SOURCE EXCERPT.
§ §

Student Projects

VE/VM450

Anomaly Detection in Injection Molding

Sponsor: Foxconn
Team Members: Weizhou Si, Xueyang Liu, Yuhang Zhou, Ke Du, Siyuan He
Instructor: Instructor: Prof. Chong Han

Project Video

Team Members

Team Members:

Weizhou Si
Xueyang Liu
Yuhang Zhou
Ke Du
Siyuan He

Instructor:

Prof. Chong Han

Project Description

Problem Statement

Injection molding is a widely used technique in industrial plastic production. Anomalies, namely defect products, are unluckily unavoidable and highly related to abnormal behavior. Traditional anomaly detection is done by human inspection, which is inaccurate and time-consuming. The objective of this project is to automate anomaly detection method by software.

Fig. 1 A general industrial injection molding process  [1]

Fig. 1 A general industrial injection molding process [1]

Concept Generation

Process data, including temperature and pressure of multiple places, are measured by sensors during production. Sensor data are thus time series, and they are used to predict whether the product is an anomaly using a pure data driven software system. The system should be trained, tested, and validated by a dataset obtained in real production environment.

§ §

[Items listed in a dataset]
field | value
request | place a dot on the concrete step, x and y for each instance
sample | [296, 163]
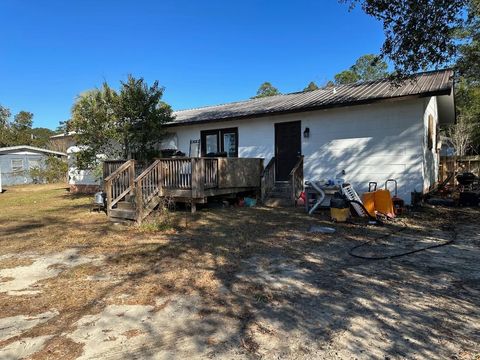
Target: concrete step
[123, 214]
[278, 202]
[125, 205]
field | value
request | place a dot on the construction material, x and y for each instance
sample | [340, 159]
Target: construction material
[383, 203]
[339, 210]
[352, 195]
[368, 198]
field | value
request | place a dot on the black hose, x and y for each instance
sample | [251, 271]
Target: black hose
[350, 252]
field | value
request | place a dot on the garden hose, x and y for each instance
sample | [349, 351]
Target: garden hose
[365, 243]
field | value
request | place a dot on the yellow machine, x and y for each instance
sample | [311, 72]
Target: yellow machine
[378, 201]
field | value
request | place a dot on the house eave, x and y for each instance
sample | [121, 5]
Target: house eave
[446, 91]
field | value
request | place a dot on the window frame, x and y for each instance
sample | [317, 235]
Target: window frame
[13, 167]
[220, 139]
[37, 163]
[430, 130]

§ §

INSTRUCTIONS.
(1) Copy the passage of the injection molding project page from "Project Description" to "method by software." word for word.
(2) Name every team member listed on the injection molding project page.
(3) According to the injection molding project page, how is traditional anomaly detection carried out?

TASK RESULTS.
(1)
Project Description

Problem Statement

Injection molding is a widely used technique in industrial plastic production. Anomalies, namely defect products, are unluckily unavoidable and highly related to abnormal behavior. Traditional anomaly detection is done by human inspection, which is inaccurate and time-consuming. The objective of this project is to automate anomaly detection method by software.

(2) Weizhou Si, Xueyang Liu, Yuhang Zhou, Ke Du, Siyuan He

(3) By human inspection.